EXERCISE INSTRUCTIONS:
- 1) Quote the part of the grammar glossary that opens with the words containing "REGULAR VERB These are" and closes with "played (past participle).".
- 2) Using the grammar glossary, decide whether each statement below agrees with it. Answer yes or no for each and quote the deciding words.
(a) Non-defining relative clauses are usually set off with commas.
(b) Both the past tense and the past participle of a regular verb end with –ed.
(c) Relative pronouns are left out most often in writing.
- 3) Write what comes next in the grammar glossary, starting after its last sentence.

PAGE TEXT:
• • • • •

REGULAR VERB These are verbs that follow the general rules of how verbs work, and that their past tense and past participles always end with –ed, e.g., play (present tense) played (past tense), played (past participle). 


RELATIVE CLAUSE This is a clause within a sentence that is introduced by pronouns such as who, which, that, whose, where, etc. For example: A radio is a device that plays music. A waiter is a person who serves food in a restaurant. A university is a place where people study subjects. My friend, who is a dentist, works in Radom. Sometimes these pronouns are left out, particularly when speaking, when the relative pronoun is the object of the verb: The museum [that] I wanted to visit is closed today. Are these the papers [that] you were searching for? There are two types: defining relative clauses and non-defining relative clauses. Defining relative clauses give essential information, or identifies someone or something – the information that we need in order to understand what or who is being referred to, for example: Here's someone who can help you. This is the device which can sort the problem out. Non-defining relative clauses add extra information, and this is usually punctuated with commas around it: My friend, who is a doctor, lives and works in London. RH productions, which is a great place to work for, will be releasing a new book in the summer.

• • • • •

Image object location entries:
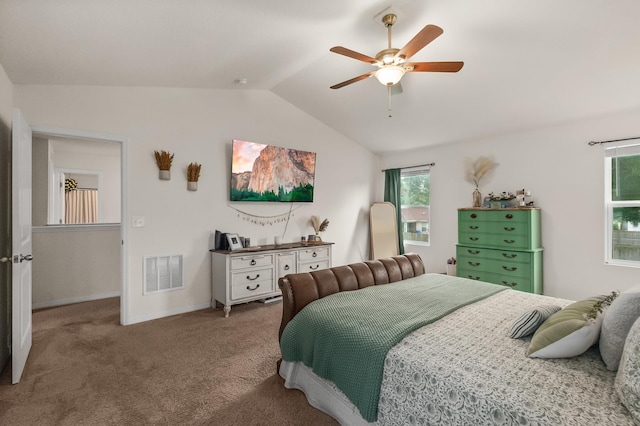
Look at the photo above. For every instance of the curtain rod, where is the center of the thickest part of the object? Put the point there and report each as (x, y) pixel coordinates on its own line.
(592, 143)
(411, 167)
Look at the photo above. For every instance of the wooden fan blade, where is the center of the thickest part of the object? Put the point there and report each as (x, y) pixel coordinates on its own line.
(424, 37)
(434, 66)
(353, 80)
(353, 54)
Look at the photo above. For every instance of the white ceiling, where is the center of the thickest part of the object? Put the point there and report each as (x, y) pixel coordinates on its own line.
(528, 63)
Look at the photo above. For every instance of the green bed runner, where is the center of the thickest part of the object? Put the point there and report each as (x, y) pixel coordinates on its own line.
(345, 337)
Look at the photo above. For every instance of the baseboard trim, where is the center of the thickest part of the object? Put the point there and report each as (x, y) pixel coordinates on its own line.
(72, 300)
(158, 315)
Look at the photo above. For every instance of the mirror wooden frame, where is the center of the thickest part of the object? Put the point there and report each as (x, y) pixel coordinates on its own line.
(383, 229)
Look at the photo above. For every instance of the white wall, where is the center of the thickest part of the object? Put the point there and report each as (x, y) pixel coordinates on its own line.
(566, 178)
(198, 126)
(6, 98)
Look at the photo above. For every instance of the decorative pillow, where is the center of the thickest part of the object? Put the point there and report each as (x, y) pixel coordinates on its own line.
(616, 324)
(529, 322)
(627, 382)
(571, 331)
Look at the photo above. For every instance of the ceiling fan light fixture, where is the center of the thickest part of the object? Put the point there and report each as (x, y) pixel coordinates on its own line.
(390, 74)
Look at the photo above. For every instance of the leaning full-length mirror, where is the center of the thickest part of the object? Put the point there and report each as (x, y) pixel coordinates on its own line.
(383, 229)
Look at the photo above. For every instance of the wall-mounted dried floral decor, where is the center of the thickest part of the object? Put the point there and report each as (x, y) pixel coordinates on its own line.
(164, 160)
(193, 174)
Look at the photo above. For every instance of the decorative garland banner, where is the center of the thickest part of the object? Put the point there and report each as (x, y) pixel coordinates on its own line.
(265, 220)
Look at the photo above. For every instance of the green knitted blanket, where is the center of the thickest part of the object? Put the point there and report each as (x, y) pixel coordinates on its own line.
(345, 337)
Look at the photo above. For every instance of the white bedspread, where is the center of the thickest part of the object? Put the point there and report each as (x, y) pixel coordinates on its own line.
(465, 370)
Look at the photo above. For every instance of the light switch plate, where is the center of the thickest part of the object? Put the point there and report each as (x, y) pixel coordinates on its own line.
(137, 221)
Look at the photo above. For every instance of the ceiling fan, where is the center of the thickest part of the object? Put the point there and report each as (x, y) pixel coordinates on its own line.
(392, 63)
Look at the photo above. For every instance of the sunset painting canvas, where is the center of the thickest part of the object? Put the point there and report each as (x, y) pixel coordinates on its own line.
(262, 172)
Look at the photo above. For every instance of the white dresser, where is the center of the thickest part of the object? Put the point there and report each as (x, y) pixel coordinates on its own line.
(252, 274)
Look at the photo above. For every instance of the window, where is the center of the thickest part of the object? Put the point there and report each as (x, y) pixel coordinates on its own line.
(414, 199)
(622, 202)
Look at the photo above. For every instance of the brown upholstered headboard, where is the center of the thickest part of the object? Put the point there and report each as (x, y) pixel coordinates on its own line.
(298, 290)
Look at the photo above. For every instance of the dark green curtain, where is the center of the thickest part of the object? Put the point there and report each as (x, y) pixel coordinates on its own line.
(392, 186)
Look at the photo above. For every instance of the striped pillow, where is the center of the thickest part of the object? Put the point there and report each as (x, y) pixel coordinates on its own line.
(529, 322)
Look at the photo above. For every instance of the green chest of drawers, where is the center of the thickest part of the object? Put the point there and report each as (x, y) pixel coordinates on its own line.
(501, 246)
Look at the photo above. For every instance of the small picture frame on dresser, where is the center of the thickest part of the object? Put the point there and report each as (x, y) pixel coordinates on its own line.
(234, 242)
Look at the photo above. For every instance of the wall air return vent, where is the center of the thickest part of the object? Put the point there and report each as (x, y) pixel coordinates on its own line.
(162, 273)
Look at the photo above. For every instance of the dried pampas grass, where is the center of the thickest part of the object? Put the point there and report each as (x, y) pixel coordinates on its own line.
(193, 172)
(163, 159)
(319, 226)
(479, 169)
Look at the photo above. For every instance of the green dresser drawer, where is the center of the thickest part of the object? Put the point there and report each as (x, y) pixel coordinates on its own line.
(516, 283)
(512, 269)
(497, 215)
(495, 240)
(506, 229)
(470, 252)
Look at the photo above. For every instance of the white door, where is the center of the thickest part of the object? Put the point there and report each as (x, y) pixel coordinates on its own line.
(21, 244)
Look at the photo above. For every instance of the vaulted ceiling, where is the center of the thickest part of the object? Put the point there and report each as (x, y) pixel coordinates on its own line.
(528, 63)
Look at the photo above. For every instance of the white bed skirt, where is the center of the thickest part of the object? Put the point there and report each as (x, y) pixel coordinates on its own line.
(320, 393)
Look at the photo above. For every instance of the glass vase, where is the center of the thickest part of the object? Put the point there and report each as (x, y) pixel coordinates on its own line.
(477, 198)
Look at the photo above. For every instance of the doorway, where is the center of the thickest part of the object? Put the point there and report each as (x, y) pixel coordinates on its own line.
(5, 243)
(92, 255)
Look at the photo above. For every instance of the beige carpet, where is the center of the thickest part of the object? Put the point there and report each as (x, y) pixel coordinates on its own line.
(196, 368)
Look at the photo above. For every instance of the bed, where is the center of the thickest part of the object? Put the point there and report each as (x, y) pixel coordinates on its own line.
(457, 364)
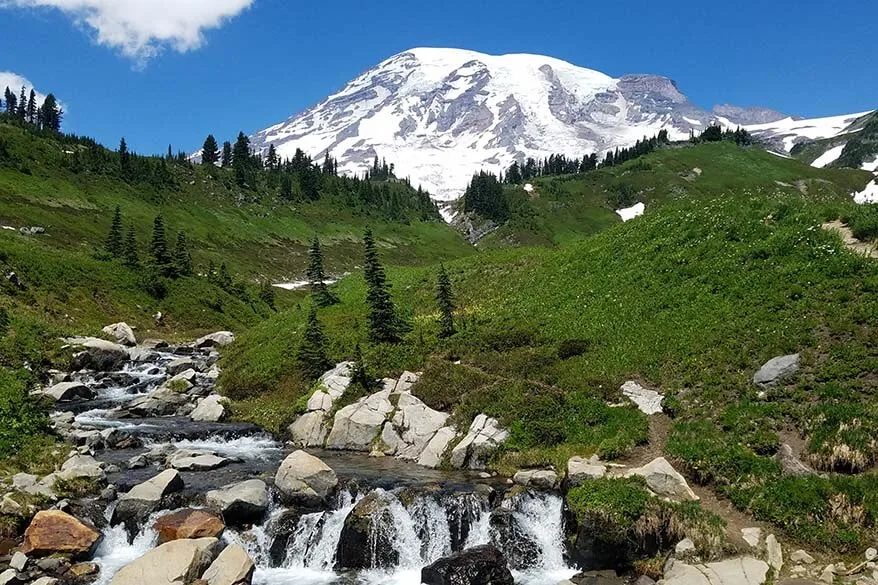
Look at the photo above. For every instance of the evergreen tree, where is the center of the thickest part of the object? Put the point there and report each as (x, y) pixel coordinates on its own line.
(445, 300)
(226, 160)
(312, 350)
(124, 156)
(11, 101)
(114, 244)
(21, 110)
(210, 151)
(158, 247)
(132, 259)
(242, 160)
(31, 113)
(182, 256)
(384, 324)
(50, 114)
(317, 277)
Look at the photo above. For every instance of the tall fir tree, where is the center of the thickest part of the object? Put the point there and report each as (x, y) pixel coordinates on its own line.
(226, 158)
(311, 354)
(32, 107)
(158, 247)
(132, 258)
(320, 293)
(445, 300)
(182, 256)
(210, 153)
(114, 243)
(124, 156)
(385, 326)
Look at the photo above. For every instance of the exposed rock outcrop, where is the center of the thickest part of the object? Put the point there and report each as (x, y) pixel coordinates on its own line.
(484, 437)
(178, 561)
(55, 532)
(303, 476)
(481, 565)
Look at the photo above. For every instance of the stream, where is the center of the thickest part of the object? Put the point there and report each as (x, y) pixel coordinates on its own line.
(427, 514)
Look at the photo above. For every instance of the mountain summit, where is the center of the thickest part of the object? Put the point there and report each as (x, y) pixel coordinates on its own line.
(442, 114)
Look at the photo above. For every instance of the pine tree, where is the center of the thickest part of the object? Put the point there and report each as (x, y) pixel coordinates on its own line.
(51, 114)
(11, 100)
(182, 256)
(210, 151)
(21, 111)
(320, 293)
(132, 259)
(158, 247)
(31, 113)
(312, 350)
(384, 324)
(114, 244)
(445, 300)
(226, 160)
(124, 156)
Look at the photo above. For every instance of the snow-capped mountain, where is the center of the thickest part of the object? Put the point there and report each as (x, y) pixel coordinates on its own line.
(442, 114)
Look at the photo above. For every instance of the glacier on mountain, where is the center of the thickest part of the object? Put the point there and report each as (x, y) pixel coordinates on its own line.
(441, 115)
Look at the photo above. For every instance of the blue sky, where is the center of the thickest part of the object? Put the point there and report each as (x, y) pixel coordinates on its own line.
(171, 71)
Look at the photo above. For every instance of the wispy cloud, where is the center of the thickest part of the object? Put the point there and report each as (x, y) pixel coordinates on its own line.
(142, 29)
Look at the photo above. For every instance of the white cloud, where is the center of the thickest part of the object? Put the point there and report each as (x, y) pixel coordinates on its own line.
(15, 82)
(141, 29)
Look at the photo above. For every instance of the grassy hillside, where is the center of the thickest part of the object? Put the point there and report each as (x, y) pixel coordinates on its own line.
(566, 208)
(691, 298)
(65, 284)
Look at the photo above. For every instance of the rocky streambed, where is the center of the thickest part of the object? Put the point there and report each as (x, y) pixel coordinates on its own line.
(162, 489)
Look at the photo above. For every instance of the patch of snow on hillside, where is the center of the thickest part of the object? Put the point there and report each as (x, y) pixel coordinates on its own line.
(828, 157)
(630, 213)
(869, 194)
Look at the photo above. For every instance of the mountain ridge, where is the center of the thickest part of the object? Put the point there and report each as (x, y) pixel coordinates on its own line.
(443, 114)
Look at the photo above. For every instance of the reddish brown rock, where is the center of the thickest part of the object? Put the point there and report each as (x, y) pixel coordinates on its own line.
(56, 532)
(188, 524)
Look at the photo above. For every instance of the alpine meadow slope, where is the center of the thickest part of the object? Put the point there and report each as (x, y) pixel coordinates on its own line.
(442, 114)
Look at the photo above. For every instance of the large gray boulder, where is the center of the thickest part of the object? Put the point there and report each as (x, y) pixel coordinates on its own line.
(301, 475)
(309, 430)
(68, 391)
(738, 571)
(540, 479)
(97, 354)
(240, 503)
(484, 437)
(184, 460)
(416, 424)
(664, 480)
(232, 567)
(356, 426)
(145, 498)
(434, 452)
(178, 561)
(480, 565)
(218, 339)
(777, 370)
(209, 409)
(647, 401)
(121, 332)
(81, 467)
(580, 470)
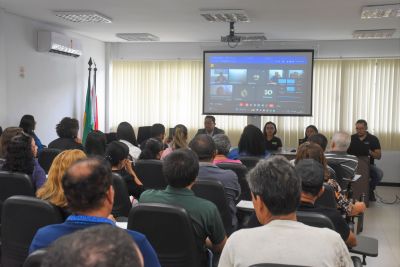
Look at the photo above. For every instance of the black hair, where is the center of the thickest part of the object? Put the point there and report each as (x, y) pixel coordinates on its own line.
(96, 143)
(125, 132)
(152, 147)
(203, 145)
(181, 167)
(86, 191)
(67, 128)
(252, 141)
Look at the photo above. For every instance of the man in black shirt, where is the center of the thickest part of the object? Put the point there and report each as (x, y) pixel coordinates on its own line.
(311, 173)
(365, 144)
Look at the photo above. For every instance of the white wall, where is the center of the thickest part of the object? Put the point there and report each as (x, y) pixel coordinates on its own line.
(52, 86)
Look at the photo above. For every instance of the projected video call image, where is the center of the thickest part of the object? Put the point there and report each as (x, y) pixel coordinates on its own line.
(238, 76)
(219, 75)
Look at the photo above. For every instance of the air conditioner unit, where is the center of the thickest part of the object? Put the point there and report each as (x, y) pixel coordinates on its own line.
(58, 43)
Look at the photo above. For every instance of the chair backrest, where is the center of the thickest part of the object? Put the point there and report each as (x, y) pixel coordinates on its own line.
(249, 162)
(46, 157)
(35, 258)
(327, 199)
(169, 229)
(150, 173)
(22, 217)
(314, 219)
(241, 171)
(122, 203)
(214, 192)
(13, 183)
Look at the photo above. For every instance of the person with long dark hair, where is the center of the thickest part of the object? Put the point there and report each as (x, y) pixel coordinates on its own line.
(28, 124)
(126, 135)
(20, 157)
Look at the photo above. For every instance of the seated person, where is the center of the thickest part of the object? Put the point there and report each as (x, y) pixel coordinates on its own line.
(180, 169)
(276, 190)
(311, 174)
(102, 245)
(67, 130)
(209, 127)
(88, 189)
(204, 146)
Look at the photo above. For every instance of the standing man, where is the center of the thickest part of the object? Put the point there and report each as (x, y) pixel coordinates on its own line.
(209, 127)
(365, 144)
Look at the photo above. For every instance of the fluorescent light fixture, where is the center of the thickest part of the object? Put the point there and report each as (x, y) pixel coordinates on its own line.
(382, 11)
(83, 16)
(224, 15)
(373, 34)
(138, 37)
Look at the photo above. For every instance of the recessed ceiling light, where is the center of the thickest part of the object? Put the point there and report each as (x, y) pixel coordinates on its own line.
(382, 11)
(138, 37)
(373, 34)
(224, 15)
(83, 16)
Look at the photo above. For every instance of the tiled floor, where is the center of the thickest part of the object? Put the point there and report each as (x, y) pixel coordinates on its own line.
(382, 221)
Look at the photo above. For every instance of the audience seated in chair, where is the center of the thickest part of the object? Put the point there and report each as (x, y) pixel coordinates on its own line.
(180, 169)
(88, 189)
(102, 245)
(276, 190)
(52, 190)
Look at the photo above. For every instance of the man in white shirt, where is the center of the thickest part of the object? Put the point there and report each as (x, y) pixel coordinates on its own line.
(276, 193)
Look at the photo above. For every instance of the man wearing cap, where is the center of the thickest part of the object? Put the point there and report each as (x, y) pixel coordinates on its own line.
(311, 174)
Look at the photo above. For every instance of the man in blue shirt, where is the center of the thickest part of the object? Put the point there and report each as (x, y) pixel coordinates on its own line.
(88, 188)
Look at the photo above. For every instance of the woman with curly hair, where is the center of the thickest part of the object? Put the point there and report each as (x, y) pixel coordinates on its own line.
(20, 157)
(309, 150)
(52, 190)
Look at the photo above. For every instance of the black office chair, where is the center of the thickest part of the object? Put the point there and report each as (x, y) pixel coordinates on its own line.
(150, 173)
(35, 258)
(249, 162)
(46, 157)
(241, 171)
(214, 192)
(169, 230)
(122, 204)
(22, 217)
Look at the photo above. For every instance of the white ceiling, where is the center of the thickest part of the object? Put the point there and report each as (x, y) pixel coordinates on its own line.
(180, 20)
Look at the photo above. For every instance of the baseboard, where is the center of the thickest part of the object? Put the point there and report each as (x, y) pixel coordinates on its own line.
(389, 184)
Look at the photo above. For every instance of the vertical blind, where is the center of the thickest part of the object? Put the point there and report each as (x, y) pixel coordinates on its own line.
(170, 92)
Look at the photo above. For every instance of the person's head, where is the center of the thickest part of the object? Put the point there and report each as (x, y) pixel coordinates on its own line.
(152, 149)
(319, 139)
(96, 246)
(68, 128)
(20, 154)
(252, 141)
(209, 121)
(52, 190)
(157, 131)
(179, 138)
(87, 186)
(96, 143)
(361, 127)
(204, 146)
(270, 129)
(125, 132)
(275, 184)
(222, 144)
(309, 150)
(311, 174)
(181, 167)
(116, 152)
(340, 141)
(28, 124)
(6, 137)
(310, 130)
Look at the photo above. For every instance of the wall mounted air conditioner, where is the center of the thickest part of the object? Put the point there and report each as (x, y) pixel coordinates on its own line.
(58, 43)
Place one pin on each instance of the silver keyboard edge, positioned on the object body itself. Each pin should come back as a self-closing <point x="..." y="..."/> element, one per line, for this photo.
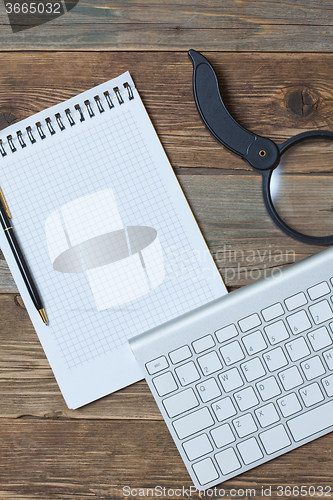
<point x="153" y="343"/>
<point x="168" y="330"/>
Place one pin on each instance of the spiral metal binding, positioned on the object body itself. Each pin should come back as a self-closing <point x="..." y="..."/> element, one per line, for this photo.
<point x="89" y="108"/>
<point x="108" y="99"/>
<point x="11" y="144"/>
<point x="2" y="149"/>
<point x="49" y="126"/>
<point x="30" y="135"/>
<point x="68" y="115"/>
<point x="40" y="130"/>
<point x="99" y="104"/>
<point x="59" y="121"/>
<point x="20" y="139"/>
<point x="118" y="94"/>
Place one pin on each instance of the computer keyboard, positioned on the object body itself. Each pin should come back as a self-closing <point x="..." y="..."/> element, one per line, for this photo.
<point x="249" y="376"/>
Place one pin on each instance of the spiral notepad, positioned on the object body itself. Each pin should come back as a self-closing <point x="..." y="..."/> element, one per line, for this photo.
<point x="106" y="231"/>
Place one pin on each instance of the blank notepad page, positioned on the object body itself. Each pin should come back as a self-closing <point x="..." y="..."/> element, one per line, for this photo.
<point x="106" y="231"/>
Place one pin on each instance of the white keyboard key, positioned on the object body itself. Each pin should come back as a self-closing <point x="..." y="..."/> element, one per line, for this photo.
<point x="318" y="290"/>
<point x="249" y="322"/>
<point x="311" y="394"/>
<point x="275" y="439"/>
<point x="267" y="415"/>
<point x="328" y="385"/>
<point x="209" y="363"/>
<point x="197" y="447"/>
<point x="254" y="342"/>
<point x="180" y="354"/>
<point x="295" y="301"/>
<point x="232" y="353"/>
<point x="205" y="471"/>
<point x="275" y="359"/>
<point x="276" y="332"/>
<point x="183" y="401"/>
<point x="297" y="349"/>
<point x="187" y="373"/>
<point x="203" y="344"/>
<point x="222" y="435"/>
<point x="244" y="425"/>
<point x="289" y="405"/>
<point x="328" y="357"/>
<point x="165" y="383"/>
<point x="226" y="333"/>
<point x="253" y="369"/>
<point x="312" y="368"/>
<point x="228" y="461"/>
<point x="299" y="322"/>
<point x="223" y="409"/>
<point x="246" y="399"/>
<point x="192" y="423"/>
<point x="272" y="312"/>
<point x="311" y="422"/>
<point x="157" y="365"/>
<point x="321" y="312"/>
<point x="208" y="390"/>
<point x="250" y="451"/>
<point x="319" y="338"/>
<point x="268" y="388"/>
<point x="290" y="378"/>
<point x="231" y="380"/>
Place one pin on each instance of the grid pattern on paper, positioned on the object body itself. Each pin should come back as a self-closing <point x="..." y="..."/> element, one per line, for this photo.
<point x="106" y="151"/>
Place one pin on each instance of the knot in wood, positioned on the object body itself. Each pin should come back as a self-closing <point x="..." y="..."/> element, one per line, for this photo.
<point x="301" y="102"/>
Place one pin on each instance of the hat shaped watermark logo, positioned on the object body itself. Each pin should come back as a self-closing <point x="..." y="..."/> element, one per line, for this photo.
<point x="26" y="14"/>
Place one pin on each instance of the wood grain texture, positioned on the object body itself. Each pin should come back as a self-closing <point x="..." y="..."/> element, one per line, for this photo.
<point x="133" y="25"/>
<point x="95" y="460"/>
<point x="47" y="451"/>
<point x="276" y="95"/>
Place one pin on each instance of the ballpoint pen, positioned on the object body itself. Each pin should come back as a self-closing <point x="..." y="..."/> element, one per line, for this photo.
<point x="20" y="260"/>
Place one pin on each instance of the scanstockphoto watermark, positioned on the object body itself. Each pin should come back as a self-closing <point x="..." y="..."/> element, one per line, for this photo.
<point x="187" y="492"/>
<point x="262" y="491"/>
<point x="25" y="14"/>
<point x="237" y="265"/>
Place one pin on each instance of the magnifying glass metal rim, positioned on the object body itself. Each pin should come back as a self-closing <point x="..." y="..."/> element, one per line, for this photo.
<point x="260" y="152"/>
<point x="266" y="179"/>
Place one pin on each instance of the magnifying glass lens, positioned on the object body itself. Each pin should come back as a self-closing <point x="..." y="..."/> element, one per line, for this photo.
<point x="301" y="187"/>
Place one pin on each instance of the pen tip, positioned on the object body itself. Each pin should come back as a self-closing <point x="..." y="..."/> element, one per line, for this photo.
<point x="43" y="315"/>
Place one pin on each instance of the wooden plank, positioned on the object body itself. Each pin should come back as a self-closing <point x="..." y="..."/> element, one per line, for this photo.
<point x="148" y="25"/>
<point x="27" y="384"/>
<point x="96" y="460"/>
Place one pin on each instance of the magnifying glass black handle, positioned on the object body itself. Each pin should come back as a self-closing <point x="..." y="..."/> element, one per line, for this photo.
<point x="261" y="153"/>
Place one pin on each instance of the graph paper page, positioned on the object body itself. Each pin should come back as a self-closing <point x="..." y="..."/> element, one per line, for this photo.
<point x="107" y="233"/>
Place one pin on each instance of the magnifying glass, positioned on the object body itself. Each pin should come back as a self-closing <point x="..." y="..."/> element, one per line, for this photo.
<point x="304" y="214"/>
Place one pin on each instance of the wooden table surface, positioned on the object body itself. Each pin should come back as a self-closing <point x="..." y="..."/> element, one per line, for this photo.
<point x="276" y="68"/>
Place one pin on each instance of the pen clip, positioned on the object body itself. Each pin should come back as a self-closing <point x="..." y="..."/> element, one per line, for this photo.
<point x="3" y="199"/>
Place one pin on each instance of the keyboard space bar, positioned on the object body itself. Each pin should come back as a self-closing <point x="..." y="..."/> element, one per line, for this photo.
<point x="311" y="422"/>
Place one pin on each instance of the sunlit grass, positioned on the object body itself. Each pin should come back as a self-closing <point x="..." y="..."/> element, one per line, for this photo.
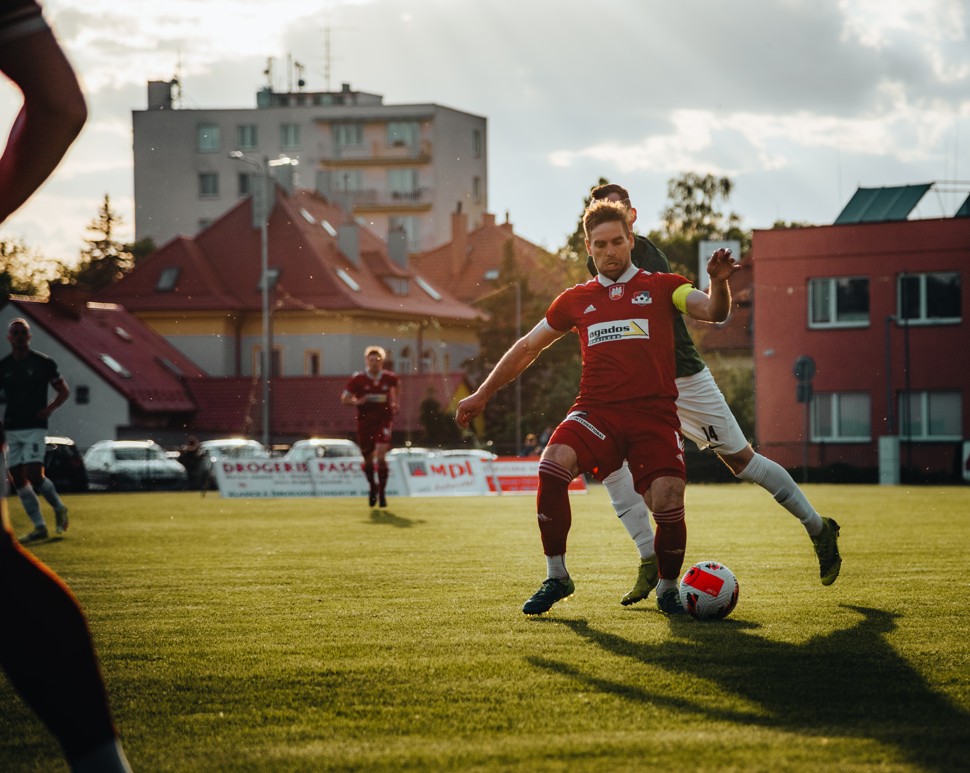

• • • • •

ANSWERS BY TASK:
- 1)
REGULAR VERB These are verbs that follow the general rules of how verbs work, and that their past tense and past participles always end with –ed, e.g., play (present tense) played (past tense), played (past participle).

- 2)
(a) Yes: "this is usually punctuated with commas around it"
(b) Yes: "their past tense and past participles always end with –ed"
(c) No: "Sometimes these pronouns are left out, particularly when speaking"

- 3)
REPETITION Used in writing as a literary device, this is when someone repeats a word or phrase while in the process of mentally thinking about how to express what they would like to say next: 'I'd... I'd like to say...'. See also dysfluency, pauses and hesitators.

 

REPLY When someone has said something to you or has written to you, then you reply, either by saying something to them or writing an answer to them. See also response.


REPORTED SPEECH This is when something that is said or written is then ‘reported’. Instead of repeating the phrase word-by-word, it is rephrased to express what was meant. Past tenses are often used to do this, for example: ‘I can ride my bike!’ My little boy told me that he could ride his bike. ‘Will you marry me?’ She asked me if I would marry her. ‘I wrote the report yesterday.’ He informed him that he had written the report yesterday or he wrote the report yesterday. ‘I’m now playing for Manchester United.’ He announced that he was playing for Manchester United.

REPORTING VERB These are verbs used to report on what someone has said in reported speech. As well as 'they said' and 'they told us' we also use reporting verbs such as promise, warn, advise, ask, agree, recommend (and many other verbs too numerous to mention here) to say that someone expressed something using vocabulary in a particular way. At least, that's what Fred Smith insinuated when he moaned to me.

REQUEST If you are asking someone for something in a polite or formal way, then this is a request. So could I ask you if you could also check out question and interrogative?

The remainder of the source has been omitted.